* _WORK TASK_: Please rewrite the paragraph beginning "The number of overall antisemitic offenses" from the article on the 2018 Berlin antisemitic attack below as a short bulleted list, keeping its main facts.

= 2018 Berlin antisemitic attack =

Attack on a street in the German capital of Berlin

The 2018 Berlin antisemitic attack was an attack on a street in the German capital of Berlin. Two young men wearing Jewish skullcaps were insulted by Arabic-speaking passers-by. One of the two, an Arab Israeli citizen, was beaten with a belt by a Syrian attacker. Video footage led to public outrage.

==Background==
A spokesman for the Jewish community said the attack showed that "Jewish people are not safe here".

The number of overall antisemitic offenses in Berlin had risen in prior years. In 2017, police had registered 288 antisemitic acts; in 2016, 197 antisemitic cases had been recorded. The Research and Information Center Antisemitism Berlin (RIAS) counts a total of 947 antisemitic incidents for 2017, but there may be unrecorded cases.

==Incident==
On 17 April 2018, Adam Armoush, a 21-year-old Israeli Arab living in Berlin and his German friend of Moroccan origin went through a street in Prenzlauer Berg taking selfies while wearing kippot. According to Armoush, he was trying to win an argument with Jewish friends of his in Israel by proving that he could walk through Berlin wearing a Jewish skullcap. At one point, an argument with three Arab-speaking young men started, which was followed by a violent attack. Armoush managed to document the violence with his cell phone and later allowed the video to be shared on Facebook, where the video went viral. The video shows the main attacker, later identified as Knaan Al-S., a 19-year-old Syrian refugee, beat Armoush repeatedly with his belt. During the onslaught, the attacker shouted the word "Yahudi", the Arabic word for Jew, before one of his companions intervened and dragged him away. According to Armoush, the main attacker had also tried to hurt him with a glass bottle. As a consequence of the beating, Armoush suffered minor injuries. Before turning himself in to police, the main attacker contacted a representative of the Palestinian student community of Berlin and appeared in a short video that was distributed on social media. They denied he was hostile towards Jews or that his actions had been motivated by antisemitism.

* _Stored entries_:
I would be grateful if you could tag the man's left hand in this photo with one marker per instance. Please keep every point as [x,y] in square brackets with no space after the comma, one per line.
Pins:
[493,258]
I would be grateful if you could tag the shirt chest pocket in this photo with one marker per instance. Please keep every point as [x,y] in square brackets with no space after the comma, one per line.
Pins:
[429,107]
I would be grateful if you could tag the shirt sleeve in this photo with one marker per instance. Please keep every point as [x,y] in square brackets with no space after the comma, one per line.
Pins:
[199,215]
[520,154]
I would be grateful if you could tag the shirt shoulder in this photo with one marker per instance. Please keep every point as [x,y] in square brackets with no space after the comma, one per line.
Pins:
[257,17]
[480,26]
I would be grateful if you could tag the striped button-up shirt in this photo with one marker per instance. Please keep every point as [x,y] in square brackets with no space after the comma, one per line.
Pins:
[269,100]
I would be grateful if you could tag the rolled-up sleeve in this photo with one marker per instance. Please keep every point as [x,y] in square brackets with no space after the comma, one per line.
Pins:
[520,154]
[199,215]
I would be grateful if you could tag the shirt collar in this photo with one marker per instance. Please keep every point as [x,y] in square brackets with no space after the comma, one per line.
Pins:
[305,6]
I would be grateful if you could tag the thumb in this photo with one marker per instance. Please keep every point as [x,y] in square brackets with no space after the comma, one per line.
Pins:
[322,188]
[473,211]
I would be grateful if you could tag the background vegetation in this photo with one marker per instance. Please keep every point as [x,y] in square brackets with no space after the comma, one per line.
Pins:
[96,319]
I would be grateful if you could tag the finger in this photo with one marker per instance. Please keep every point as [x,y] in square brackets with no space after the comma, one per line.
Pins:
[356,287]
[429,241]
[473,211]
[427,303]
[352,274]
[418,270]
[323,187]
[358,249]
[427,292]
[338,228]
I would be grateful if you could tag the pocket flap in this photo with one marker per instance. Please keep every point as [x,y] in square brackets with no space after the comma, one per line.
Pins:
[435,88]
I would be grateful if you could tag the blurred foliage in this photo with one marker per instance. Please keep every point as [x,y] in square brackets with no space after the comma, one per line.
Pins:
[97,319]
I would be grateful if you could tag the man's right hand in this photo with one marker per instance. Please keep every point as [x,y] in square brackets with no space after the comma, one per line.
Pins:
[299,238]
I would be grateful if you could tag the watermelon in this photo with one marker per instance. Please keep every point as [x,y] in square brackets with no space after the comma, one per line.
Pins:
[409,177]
---
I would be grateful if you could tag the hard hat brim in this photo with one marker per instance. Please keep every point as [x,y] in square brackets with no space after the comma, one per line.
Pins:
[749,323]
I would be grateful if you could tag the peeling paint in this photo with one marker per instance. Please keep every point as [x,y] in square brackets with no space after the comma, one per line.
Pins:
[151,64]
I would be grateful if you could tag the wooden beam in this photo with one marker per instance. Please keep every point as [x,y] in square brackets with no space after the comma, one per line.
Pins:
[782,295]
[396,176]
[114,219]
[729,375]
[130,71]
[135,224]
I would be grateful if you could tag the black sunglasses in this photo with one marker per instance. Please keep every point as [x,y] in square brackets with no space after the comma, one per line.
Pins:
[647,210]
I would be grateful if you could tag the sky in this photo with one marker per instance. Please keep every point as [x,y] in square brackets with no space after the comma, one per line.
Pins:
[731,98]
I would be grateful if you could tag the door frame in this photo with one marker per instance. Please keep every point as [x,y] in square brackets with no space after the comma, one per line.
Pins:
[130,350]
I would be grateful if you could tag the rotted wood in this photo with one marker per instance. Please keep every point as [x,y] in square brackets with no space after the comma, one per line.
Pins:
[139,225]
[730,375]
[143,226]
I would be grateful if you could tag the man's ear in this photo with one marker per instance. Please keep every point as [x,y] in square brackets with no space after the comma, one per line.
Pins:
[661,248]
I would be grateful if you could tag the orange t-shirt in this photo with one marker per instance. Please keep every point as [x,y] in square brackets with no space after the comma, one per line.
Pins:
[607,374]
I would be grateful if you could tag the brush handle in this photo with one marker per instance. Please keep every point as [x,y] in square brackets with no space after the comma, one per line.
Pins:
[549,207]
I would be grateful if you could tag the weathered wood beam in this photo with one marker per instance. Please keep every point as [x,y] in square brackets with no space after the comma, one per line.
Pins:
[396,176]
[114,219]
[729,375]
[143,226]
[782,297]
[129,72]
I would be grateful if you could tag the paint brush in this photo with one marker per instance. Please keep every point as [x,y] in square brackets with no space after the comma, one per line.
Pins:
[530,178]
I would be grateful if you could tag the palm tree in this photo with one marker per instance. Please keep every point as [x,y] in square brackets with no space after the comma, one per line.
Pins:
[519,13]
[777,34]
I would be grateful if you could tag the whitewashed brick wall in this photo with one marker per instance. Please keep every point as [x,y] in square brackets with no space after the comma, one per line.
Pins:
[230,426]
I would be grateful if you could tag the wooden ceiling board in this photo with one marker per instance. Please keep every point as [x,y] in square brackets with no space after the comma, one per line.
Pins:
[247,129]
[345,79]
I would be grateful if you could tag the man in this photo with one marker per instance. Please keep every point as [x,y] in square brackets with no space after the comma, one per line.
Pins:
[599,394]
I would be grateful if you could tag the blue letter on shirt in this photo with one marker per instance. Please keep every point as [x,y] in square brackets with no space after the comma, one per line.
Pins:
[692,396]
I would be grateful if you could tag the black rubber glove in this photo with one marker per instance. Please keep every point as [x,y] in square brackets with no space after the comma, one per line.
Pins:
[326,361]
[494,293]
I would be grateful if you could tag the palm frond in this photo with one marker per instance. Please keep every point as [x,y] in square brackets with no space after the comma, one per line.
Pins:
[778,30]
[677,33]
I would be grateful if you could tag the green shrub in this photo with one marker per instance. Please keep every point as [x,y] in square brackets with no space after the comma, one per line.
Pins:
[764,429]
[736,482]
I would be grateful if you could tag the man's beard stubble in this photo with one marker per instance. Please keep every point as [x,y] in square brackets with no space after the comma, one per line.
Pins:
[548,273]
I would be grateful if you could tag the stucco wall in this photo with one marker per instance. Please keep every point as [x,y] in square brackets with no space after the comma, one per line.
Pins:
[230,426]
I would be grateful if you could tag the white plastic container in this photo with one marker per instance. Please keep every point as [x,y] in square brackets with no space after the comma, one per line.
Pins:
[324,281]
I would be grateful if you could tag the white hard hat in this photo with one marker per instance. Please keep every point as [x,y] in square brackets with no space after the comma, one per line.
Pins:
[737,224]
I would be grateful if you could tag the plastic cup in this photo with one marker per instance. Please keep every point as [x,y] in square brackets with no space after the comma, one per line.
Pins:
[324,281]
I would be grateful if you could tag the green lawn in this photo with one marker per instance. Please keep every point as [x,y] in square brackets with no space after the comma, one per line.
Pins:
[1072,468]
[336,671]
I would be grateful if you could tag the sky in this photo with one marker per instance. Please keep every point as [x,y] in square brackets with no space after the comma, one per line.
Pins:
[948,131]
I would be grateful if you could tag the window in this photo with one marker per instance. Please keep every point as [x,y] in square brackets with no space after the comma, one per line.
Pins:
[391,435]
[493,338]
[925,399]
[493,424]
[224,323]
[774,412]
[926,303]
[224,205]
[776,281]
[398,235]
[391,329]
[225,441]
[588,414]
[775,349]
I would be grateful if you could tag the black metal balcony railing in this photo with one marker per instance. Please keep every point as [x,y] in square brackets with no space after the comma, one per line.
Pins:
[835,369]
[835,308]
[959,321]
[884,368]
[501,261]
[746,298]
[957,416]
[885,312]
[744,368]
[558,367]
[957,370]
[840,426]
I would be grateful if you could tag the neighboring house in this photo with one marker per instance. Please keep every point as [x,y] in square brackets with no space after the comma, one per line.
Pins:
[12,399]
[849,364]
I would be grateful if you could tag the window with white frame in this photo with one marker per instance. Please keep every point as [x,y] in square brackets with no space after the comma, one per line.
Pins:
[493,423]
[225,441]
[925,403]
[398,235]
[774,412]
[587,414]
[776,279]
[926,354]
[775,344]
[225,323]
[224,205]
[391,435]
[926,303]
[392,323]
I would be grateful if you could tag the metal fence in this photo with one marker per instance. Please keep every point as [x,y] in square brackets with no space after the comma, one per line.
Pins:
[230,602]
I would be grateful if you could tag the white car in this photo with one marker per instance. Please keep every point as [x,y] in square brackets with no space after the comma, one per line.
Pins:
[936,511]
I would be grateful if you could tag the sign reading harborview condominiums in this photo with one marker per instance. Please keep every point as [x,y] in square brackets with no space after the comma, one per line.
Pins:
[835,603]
* * *
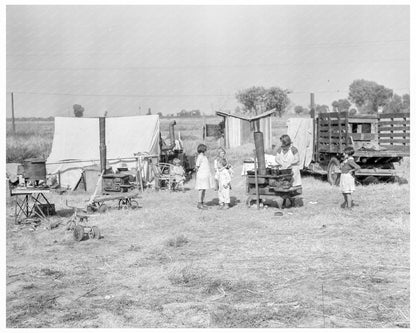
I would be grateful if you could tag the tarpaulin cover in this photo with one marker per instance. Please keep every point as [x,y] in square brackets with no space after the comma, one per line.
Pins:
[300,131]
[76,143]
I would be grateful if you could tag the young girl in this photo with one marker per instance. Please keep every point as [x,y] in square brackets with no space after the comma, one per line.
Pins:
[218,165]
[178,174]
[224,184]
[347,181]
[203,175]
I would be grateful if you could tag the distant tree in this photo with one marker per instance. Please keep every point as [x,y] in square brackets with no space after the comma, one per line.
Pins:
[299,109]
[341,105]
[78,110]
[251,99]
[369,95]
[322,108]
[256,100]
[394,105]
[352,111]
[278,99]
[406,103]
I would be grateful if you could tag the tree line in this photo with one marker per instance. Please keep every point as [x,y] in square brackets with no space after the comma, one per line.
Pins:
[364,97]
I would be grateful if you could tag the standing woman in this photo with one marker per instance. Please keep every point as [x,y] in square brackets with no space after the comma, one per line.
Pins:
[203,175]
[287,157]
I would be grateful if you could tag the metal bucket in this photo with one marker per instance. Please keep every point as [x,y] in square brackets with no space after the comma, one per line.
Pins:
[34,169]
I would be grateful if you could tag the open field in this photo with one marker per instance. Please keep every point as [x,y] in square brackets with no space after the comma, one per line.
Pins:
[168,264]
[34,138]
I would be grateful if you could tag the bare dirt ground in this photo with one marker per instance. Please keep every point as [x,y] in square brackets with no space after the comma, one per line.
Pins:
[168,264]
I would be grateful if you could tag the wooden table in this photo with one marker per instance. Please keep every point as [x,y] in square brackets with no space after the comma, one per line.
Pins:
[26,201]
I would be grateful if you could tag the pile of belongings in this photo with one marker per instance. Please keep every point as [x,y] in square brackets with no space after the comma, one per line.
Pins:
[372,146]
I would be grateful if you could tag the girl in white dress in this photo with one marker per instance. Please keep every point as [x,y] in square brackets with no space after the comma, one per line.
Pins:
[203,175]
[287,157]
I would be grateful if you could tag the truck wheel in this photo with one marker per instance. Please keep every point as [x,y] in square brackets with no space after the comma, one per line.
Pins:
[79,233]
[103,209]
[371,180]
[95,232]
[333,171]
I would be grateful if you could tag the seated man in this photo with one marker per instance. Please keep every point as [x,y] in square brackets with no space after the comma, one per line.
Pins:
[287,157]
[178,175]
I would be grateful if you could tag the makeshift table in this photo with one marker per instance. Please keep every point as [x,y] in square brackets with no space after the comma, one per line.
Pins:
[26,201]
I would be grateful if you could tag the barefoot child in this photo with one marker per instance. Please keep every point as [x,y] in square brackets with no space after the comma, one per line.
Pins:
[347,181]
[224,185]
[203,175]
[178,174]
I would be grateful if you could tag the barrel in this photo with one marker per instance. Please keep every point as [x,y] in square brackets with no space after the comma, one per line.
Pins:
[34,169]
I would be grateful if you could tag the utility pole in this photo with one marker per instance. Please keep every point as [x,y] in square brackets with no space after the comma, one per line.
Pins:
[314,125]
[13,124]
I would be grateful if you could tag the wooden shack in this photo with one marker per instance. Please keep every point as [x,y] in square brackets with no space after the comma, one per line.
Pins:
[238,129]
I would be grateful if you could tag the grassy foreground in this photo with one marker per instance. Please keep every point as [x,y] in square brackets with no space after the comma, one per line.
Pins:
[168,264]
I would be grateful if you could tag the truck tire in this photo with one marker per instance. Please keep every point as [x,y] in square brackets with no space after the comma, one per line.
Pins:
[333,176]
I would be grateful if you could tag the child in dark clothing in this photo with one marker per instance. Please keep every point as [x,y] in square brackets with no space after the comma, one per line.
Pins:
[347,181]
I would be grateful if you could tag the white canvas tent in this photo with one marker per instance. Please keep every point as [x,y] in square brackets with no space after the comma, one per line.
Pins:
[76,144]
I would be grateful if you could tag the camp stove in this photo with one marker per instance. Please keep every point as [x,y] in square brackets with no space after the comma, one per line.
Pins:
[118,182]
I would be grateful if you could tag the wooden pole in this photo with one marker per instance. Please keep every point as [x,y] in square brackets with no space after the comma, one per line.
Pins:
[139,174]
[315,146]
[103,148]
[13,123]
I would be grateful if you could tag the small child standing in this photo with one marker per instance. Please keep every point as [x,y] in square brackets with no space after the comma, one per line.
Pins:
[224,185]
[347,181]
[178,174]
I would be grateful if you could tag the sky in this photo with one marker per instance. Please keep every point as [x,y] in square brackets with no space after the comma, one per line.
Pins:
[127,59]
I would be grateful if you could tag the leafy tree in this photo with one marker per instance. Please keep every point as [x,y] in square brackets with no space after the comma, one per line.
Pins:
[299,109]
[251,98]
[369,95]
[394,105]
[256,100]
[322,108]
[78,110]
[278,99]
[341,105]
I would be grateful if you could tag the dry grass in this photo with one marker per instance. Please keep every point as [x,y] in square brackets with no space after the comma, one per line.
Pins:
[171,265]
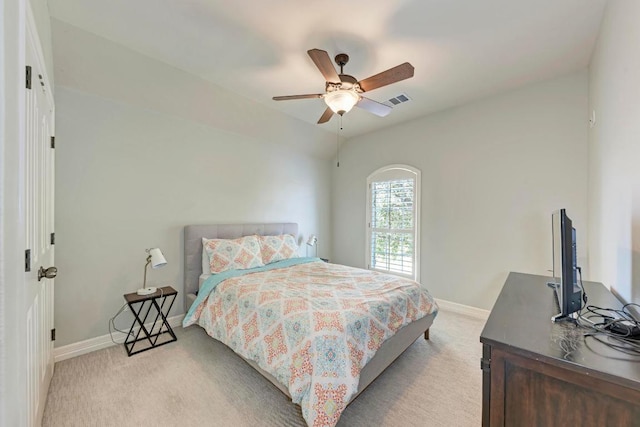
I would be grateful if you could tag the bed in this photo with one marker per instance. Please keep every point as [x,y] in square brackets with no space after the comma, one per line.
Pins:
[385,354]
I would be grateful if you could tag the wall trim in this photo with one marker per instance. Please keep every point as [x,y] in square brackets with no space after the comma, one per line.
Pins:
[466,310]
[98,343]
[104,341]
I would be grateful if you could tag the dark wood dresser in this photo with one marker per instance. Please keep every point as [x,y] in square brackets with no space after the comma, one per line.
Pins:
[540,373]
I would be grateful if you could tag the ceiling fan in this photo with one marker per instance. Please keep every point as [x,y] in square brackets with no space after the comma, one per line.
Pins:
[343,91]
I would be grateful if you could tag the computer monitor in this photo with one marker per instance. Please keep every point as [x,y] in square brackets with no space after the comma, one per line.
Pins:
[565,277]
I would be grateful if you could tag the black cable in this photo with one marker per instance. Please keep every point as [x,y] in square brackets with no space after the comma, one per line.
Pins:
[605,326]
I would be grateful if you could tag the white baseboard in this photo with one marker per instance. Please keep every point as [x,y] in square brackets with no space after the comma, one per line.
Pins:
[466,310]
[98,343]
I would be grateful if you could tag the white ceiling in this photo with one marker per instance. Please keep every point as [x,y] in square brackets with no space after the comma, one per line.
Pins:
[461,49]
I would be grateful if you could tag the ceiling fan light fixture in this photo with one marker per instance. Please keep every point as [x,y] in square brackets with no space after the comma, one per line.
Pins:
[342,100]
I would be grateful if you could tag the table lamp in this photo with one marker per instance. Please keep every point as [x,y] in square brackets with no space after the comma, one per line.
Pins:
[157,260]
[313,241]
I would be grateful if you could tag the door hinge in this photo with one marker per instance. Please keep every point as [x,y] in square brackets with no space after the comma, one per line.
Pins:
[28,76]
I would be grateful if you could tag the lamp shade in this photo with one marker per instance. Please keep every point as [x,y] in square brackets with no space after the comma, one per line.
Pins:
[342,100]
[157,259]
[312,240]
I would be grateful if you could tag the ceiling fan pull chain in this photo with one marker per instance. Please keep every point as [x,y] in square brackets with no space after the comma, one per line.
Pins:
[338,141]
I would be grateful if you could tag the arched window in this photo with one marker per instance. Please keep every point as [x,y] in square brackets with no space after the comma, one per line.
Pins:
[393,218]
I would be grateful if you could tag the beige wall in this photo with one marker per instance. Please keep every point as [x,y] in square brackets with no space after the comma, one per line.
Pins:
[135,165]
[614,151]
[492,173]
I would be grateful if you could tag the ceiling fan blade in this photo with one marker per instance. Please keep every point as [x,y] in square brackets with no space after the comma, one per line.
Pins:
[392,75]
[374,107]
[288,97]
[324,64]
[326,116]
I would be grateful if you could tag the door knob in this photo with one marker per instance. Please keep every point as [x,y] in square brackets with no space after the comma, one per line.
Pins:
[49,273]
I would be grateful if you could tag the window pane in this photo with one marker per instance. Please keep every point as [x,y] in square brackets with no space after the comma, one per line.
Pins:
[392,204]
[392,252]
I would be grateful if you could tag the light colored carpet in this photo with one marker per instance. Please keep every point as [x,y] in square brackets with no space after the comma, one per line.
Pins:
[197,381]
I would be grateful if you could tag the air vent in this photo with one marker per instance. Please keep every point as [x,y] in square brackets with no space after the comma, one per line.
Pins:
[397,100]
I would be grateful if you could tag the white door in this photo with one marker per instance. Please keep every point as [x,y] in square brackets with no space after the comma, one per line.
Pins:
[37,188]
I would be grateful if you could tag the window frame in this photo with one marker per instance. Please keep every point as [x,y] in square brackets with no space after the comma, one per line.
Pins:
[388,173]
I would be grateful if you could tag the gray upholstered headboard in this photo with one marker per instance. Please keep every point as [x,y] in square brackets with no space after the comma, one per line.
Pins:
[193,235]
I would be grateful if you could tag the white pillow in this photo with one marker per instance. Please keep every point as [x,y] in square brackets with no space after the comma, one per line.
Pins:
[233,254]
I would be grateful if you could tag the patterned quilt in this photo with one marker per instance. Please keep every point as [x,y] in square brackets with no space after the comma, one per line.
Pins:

* _TASK OUTPUT_:
- Antisemitic offenses in Berlin had been rising in the years before the attack.
- Police recorded 197 antisemitic cases in 2016 and 288 in 2017.
- The Research and Information Center Antisemitism Berlin (RIAS) counted 947 antisemitic incidents for 2017, though some cases may have gone unrecorded.